Take the line containing "in navy track" and all lines after it, through the end of the material, and repeat them exactly, pictures left out.

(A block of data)
* * * *
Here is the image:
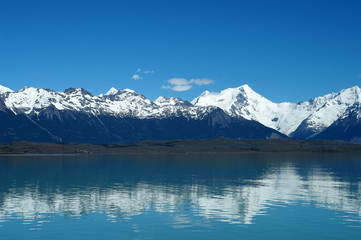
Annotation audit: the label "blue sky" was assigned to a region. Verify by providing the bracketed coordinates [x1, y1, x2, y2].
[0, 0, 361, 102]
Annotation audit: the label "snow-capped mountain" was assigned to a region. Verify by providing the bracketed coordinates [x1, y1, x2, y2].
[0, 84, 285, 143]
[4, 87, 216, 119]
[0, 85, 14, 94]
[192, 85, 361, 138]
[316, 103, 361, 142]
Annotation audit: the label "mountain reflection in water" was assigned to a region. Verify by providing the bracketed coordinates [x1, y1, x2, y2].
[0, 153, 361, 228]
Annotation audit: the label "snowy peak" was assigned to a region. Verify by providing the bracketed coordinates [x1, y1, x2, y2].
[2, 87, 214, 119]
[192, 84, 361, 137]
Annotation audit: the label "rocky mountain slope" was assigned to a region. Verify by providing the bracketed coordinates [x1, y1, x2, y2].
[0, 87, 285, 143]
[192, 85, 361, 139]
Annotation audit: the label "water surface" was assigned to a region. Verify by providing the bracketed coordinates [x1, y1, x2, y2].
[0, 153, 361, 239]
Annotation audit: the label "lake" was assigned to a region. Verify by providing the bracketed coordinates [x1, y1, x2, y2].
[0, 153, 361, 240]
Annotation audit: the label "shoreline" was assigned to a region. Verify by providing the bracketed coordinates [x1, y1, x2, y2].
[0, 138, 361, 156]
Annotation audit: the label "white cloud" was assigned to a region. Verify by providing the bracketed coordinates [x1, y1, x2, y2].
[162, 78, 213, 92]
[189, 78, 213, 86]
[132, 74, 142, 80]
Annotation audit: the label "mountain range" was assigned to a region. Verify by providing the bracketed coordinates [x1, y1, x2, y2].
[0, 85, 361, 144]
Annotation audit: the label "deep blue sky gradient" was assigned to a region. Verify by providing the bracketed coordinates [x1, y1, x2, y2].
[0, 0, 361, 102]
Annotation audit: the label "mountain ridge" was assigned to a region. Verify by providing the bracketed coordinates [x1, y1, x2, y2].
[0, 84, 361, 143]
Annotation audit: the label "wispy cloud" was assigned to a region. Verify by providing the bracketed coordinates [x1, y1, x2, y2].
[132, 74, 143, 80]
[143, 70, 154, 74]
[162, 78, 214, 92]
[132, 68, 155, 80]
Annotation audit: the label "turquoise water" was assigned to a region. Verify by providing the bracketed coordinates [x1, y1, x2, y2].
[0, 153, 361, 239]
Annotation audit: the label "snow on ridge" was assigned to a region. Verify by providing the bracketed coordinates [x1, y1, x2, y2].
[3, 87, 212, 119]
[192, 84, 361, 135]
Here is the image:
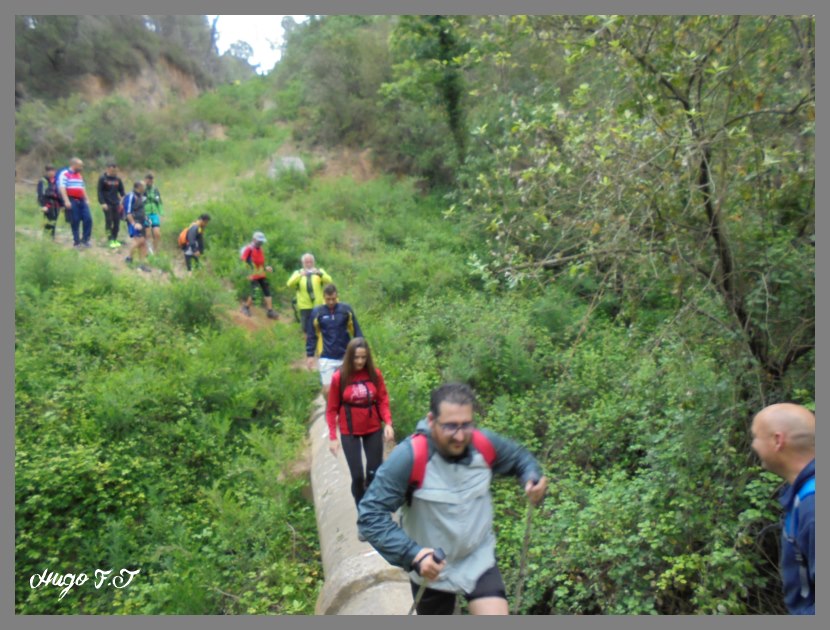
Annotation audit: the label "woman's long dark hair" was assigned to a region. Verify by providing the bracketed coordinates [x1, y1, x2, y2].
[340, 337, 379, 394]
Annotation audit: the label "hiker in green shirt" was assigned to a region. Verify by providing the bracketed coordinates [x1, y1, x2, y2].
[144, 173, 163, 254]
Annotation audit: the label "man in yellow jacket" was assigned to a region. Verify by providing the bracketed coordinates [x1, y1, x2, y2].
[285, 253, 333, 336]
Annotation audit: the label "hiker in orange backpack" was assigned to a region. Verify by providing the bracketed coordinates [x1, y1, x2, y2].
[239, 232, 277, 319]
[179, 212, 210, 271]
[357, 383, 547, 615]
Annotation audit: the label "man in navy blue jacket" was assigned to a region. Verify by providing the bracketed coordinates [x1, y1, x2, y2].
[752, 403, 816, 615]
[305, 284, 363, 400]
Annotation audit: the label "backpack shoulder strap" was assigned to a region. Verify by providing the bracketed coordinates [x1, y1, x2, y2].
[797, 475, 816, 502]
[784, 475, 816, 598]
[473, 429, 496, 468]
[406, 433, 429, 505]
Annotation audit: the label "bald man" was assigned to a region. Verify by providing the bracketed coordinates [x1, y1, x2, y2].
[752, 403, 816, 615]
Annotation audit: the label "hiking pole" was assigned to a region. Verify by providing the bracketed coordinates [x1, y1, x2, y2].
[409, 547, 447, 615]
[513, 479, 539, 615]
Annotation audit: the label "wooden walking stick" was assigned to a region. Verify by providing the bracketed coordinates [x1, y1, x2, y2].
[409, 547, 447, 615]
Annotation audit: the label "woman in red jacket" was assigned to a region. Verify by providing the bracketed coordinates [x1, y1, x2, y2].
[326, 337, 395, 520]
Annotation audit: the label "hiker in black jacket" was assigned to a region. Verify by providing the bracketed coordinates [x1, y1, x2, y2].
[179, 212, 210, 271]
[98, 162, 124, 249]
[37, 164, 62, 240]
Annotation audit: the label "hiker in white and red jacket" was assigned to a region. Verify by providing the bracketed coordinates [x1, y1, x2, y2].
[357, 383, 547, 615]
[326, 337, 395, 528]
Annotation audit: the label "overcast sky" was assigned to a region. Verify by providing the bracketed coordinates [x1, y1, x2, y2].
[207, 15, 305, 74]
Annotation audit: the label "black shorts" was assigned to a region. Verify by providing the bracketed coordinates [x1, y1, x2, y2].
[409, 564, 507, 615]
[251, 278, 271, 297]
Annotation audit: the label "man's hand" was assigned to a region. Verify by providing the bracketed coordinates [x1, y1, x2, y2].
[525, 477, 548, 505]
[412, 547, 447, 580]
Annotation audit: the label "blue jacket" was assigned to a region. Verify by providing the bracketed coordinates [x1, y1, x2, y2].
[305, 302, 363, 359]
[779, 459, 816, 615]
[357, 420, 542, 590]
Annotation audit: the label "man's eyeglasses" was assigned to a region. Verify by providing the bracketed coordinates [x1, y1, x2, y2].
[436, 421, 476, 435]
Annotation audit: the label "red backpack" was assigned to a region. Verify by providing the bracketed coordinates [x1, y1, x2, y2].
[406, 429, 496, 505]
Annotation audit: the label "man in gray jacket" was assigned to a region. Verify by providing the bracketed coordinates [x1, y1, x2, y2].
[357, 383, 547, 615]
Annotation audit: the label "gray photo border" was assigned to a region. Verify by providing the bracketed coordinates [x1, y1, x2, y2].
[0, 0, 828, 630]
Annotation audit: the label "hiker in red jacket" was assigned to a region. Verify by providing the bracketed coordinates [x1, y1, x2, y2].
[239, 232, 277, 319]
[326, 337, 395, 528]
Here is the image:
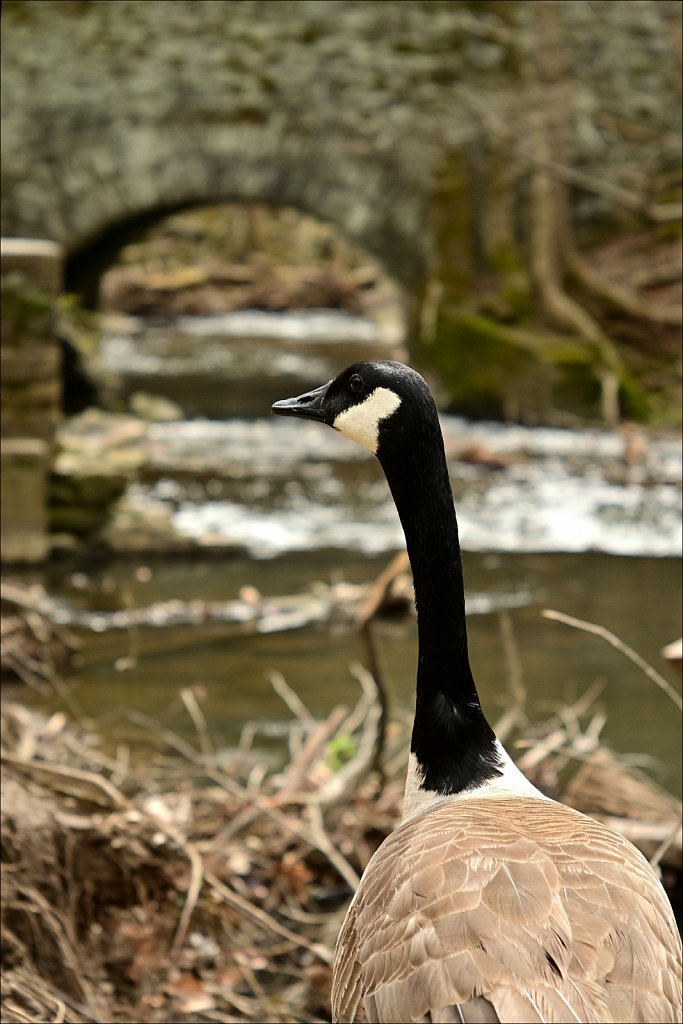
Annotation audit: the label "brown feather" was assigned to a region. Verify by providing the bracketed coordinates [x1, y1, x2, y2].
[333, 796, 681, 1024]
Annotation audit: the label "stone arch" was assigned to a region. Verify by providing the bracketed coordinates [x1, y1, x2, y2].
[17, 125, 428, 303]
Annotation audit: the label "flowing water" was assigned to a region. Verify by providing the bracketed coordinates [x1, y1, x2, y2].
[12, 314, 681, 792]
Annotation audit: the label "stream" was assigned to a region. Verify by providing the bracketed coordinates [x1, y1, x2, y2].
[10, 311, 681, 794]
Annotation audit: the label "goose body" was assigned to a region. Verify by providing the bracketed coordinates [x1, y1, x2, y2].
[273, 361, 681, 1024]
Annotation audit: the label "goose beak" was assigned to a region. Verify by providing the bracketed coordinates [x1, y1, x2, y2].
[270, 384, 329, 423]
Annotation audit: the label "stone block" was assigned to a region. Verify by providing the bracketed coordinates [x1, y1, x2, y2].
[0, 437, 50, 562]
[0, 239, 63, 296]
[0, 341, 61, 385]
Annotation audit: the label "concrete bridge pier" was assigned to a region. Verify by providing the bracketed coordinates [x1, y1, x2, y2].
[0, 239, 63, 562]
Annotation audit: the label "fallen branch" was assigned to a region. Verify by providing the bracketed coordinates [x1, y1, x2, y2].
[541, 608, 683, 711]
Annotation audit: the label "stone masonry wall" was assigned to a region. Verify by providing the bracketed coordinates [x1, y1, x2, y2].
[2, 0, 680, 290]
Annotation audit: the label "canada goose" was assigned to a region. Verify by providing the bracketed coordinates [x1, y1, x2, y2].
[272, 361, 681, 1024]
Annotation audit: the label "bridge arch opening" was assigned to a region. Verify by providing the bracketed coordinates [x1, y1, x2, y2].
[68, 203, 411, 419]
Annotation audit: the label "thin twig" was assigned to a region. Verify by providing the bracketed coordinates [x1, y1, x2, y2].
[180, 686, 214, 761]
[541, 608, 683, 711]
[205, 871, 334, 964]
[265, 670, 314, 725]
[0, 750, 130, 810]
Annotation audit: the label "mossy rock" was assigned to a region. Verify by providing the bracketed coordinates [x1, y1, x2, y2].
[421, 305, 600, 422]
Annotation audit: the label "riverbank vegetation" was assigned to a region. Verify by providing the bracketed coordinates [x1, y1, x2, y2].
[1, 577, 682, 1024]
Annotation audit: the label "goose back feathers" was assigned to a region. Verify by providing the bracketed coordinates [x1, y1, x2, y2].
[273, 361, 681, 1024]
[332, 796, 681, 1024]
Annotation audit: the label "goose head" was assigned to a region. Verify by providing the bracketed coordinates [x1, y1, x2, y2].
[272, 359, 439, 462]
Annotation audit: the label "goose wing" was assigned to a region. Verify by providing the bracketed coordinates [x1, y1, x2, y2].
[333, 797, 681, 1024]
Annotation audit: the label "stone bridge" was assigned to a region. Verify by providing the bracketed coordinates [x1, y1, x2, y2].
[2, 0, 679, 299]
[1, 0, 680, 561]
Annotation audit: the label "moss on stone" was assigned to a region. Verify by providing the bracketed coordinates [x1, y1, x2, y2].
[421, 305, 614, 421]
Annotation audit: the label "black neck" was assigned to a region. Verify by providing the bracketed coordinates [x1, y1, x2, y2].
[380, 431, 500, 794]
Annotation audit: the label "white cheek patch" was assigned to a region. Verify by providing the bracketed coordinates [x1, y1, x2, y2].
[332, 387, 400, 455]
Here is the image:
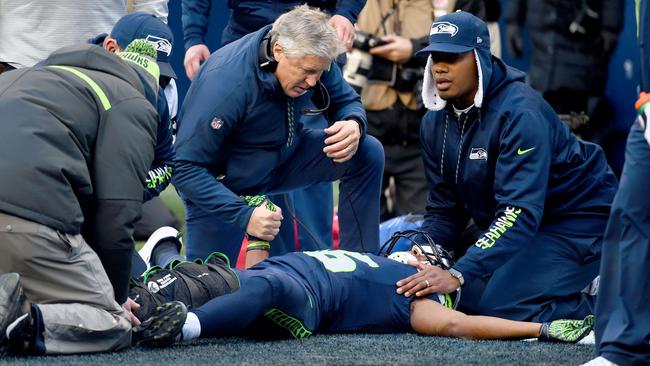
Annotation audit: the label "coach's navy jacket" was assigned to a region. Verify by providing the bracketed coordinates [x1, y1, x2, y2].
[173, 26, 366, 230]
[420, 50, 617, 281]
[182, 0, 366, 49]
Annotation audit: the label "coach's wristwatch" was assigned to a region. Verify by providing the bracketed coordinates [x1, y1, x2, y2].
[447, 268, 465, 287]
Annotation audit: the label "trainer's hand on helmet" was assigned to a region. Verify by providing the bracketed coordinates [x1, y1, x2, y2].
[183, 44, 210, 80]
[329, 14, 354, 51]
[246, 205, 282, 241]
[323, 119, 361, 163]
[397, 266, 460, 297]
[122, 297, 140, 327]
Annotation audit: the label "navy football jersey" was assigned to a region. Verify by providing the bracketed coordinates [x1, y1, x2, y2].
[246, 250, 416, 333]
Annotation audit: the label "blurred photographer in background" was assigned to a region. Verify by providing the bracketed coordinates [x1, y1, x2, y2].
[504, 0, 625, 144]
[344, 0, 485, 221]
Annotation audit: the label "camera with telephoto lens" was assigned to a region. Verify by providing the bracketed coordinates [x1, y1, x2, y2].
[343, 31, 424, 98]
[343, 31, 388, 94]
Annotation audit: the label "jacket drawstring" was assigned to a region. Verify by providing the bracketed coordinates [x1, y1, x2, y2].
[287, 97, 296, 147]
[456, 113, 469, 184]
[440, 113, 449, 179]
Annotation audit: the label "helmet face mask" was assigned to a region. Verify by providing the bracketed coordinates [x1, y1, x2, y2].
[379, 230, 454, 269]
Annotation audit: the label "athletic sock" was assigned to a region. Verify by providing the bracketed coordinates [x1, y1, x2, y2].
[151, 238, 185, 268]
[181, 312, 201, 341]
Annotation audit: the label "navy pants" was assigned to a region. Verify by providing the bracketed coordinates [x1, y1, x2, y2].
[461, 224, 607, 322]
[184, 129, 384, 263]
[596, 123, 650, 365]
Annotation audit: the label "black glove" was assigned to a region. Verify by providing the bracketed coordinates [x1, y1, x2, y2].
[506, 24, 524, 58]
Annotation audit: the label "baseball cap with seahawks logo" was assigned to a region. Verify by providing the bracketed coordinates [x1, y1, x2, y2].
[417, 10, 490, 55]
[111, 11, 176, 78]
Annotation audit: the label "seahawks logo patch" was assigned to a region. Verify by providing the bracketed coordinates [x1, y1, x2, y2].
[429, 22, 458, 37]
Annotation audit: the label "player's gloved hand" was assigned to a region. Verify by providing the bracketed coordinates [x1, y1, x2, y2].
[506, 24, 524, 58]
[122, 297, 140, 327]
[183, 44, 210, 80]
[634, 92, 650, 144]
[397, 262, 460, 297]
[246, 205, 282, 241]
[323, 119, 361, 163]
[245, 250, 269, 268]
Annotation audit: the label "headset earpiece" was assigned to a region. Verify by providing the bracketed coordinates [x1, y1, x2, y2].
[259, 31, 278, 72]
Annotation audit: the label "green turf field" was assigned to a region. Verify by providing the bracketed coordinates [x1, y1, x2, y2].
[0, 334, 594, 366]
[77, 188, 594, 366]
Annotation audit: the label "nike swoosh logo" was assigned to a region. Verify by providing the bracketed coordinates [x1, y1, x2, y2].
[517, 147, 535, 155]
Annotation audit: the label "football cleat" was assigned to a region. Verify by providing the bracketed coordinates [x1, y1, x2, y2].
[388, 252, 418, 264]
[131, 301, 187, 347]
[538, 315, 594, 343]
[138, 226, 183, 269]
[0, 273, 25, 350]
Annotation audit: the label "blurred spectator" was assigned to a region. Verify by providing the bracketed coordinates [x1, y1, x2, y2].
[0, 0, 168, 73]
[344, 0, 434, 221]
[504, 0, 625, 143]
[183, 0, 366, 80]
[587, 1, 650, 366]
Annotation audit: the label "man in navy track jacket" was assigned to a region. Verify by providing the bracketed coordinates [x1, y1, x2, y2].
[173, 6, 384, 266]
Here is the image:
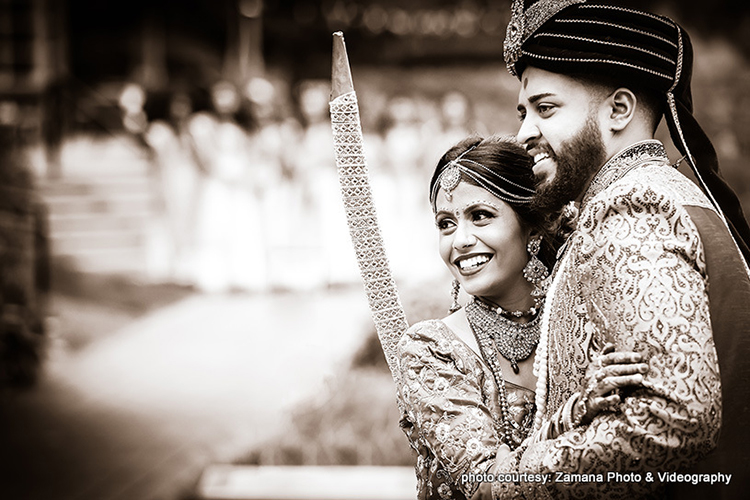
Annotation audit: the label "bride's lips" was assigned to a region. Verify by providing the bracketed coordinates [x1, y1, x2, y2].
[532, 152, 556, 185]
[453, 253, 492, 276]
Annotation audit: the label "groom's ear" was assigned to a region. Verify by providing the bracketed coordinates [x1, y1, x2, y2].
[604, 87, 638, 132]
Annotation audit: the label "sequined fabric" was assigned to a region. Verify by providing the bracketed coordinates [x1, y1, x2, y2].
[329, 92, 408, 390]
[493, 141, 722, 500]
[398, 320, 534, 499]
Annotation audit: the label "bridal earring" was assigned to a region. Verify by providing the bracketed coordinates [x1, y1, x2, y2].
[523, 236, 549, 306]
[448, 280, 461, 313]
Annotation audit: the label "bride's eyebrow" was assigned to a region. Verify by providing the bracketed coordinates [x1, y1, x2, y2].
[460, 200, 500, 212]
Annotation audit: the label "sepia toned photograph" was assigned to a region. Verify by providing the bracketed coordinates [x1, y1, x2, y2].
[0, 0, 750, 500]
* * * *
Result of the exercise ->
Annotation audit: the label "man in navy track jacket" was assigned to a region. Verify by providing the bracketed coordinates [x1, y1, x2, y2].
[173, 6, 384, 266]
Here is the image:
Annotation audit: the label "bride's lips" was assigned to a region. Verify by providing the bracketed coordinates [x1, y1, x2, y2].
[532, 152, 556, 185]
[453, 253, 492, 276]
Annotation audit: the label "groom's ear" was assigned to a region. Verify by providing the bracketed coordinates [x1, y1, x2, y2].
[604, 87, 638, 132]
Annotation audit: the label "sequined fabric" was assigned to a region. Verify by providing the bracketed coordinates [x1, y1, x2, y2].
[329, 92, 408, 390]
[493, 141, 722, 500]
[398, 320, 534, 499]
Annotation audit: the label "bridal earring" was assigned to a region. Verify by providing the bracketed coordinates [x1, y1, x2, y2].
[523, 236, 549, 306]
[448, 280, 461, 313]
Annotation audit: the label "bride's eyebrow" was assigned to a region. Verify by providing the bracketed coordinates [x1, y1, x2, y2].
[460, 200, 500, 212]
Annotation audit: the label "sepia toned photograph" was assigned to a region. Verify by providing the bracketed coordinates [x1, y1, x2, y2].
[0, 0, 750, 500]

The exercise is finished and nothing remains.